**ENTRIES SHOWN:**
--------------------------------------------------
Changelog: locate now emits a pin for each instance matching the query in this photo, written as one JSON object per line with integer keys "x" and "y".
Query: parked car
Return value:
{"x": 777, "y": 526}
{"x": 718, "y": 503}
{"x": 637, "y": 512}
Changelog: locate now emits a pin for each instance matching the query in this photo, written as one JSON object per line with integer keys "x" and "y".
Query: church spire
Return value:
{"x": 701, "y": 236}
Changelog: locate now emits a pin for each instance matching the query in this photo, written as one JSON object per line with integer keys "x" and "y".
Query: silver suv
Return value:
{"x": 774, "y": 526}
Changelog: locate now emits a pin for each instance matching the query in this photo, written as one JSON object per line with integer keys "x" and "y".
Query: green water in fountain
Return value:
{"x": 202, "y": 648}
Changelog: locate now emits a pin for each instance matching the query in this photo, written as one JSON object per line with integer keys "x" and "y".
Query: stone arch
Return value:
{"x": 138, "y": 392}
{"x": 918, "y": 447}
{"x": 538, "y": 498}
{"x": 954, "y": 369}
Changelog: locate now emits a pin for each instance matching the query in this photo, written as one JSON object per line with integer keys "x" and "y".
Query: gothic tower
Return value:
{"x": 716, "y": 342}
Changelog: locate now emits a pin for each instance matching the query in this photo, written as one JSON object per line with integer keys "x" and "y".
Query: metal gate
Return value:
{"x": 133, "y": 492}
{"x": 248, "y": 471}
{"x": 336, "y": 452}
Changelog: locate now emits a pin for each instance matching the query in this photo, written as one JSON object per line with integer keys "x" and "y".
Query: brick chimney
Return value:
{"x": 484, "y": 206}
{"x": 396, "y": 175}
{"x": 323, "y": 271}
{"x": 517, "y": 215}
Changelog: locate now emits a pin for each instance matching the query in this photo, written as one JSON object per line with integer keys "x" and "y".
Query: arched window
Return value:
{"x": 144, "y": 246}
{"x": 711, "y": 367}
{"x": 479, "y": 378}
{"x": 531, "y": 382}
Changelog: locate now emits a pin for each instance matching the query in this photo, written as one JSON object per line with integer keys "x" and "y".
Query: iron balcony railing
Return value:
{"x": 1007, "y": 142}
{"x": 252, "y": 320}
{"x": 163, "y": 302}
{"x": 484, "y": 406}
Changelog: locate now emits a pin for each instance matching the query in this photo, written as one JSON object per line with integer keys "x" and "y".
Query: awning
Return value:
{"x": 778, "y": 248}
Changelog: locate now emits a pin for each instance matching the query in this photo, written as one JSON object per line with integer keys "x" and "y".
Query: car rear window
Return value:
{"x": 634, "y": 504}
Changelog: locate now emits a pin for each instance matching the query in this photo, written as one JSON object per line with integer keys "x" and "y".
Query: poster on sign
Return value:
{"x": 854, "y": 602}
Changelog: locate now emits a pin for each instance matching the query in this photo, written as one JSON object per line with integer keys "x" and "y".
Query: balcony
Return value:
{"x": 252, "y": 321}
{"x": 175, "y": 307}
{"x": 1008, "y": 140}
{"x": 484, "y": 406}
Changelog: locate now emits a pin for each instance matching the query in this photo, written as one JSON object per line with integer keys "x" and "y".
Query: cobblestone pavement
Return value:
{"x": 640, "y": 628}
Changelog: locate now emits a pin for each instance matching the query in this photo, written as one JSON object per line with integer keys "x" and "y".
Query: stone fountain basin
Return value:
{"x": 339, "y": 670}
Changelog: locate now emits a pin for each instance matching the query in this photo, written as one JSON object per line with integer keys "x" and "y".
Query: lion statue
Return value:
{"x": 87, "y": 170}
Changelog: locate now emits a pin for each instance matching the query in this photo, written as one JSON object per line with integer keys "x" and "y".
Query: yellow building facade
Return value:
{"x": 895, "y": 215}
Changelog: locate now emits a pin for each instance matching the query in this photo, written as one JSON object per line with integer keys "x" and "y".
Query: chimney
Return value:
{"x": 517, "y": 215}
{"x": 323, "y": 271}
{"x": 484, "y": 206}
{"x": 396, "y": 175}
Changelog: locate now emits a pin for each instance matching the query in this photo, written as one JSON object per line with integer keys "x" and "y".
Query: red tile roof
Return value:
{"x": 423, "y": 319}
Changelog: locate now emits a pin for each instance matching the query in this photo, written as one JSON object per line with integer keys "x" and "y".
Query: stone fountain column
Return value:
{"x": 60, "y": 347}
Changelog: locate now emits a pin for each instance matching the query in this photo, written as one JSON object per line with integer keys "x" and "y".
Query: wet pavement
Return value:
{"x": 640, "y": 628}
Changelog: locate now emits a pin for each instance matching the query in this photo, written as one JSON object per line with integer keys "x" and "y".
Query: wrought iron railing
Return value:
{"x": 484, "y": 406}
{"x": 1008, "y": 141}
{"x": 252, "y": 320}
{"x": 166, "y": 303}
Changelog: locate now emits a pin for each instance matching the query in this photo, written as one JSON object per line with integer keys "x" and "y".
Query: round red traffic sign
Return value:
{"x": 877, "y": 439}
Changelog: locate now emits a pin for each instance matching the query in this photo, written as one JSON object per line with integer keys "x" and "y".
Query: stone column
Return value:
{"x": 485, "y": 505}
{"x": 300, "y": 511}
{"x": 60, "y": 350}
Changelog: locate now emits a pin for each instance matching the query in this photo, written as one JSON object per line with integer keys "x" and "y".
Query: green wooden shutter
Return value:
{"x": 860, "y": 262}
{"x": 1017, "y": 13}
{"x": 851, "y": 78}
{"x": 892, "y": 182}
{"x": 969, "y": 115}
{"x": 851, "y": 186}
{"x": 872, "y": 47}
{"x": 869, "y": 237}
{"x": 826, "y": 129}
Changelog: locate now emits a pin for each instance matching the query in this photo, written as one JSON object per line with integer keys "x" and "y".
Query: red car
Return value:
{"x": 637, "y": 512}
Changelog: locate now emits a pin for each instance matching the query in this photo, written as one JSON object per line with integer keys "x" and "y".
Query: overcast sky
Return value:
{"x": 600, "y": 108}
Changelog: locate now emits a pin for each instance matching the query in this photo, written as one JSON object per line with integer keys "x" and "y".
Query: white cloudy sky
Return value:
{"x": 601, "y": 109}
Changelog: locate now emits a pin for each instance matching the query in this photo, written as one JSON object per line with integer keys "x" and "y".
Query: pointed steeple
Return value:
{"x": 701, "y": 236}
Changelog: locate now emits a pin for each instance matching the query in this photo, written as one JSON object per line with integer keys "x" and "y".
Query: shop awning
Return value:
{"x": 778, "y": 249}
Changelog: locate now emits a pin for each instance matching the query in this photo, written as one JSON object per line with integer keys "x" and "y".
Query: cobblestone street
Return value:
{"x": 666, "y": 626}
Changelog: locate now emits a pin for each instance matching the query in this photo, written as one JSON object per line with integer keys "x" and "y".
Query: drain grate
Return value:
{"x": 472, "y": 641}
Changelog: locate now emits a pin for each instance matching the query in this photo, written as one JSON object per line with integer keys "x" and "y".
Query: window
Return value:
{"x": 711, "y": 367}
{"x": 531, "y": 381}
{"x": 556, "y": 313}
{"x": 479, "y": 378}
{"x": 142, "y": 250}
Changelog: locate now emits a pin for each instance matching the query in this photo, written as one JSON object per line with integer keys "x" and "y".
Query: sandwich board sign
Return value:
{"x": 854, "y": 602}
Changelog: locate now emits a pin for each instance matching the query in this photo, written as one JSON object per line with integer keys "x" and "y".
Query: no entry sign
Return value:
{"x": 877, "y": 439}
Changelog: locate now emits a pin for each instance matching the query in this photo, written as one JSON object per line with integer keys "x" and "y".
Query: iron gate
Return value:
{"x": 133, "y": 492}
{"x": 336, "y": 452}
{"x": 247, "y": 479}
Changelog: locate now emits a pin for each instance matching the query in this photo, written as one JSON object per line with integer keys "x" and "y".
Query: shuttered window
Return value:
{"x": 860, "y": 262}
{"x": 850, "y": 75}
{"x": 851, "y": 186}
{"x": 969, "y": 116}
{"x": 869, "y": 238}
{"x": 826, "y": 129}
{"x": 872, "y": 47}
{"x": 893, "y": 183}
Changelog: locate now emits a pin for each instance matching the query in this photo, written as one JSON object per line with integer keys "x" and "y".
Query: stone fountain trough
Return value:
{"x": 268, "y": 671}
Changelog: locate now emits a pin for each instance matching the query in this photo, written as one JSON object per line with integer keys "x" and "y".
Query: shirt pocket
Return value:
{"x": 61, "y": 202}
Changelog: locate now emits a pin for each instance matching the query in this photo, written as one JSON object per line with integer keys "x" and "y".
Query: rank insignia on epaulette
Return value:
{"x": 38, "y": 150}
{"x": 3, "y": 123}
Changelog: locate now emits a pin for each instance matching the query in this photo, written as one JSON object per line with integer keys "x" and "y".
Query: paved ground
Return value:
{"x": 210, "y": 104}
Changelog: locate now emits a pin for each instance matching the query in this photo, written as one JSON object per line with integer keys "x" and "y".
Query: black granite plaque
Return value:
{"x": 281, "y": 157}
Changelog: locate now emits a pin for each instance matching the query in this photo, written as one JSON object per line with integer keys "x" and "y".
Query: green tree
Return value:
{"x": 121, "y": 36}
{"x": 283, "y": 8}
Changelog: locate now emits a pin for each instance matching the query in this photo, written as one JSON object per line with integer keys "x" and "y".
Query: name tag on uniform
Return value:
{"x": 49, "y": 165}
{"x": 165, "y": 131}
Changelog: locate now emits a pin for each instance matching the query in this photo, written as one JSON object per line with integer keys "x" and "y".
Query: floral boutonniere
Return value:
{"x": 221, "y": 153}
--------------------------------------------------
**PROBLEM DESCRIPTION:** Collect every line of the data that contains the word "fountain".

**OUTPUT OF THE EXERCISE:**
Query: green water in fountain
Query: stone fountain basin
Query: stone fountain column
Query: stone fountain trough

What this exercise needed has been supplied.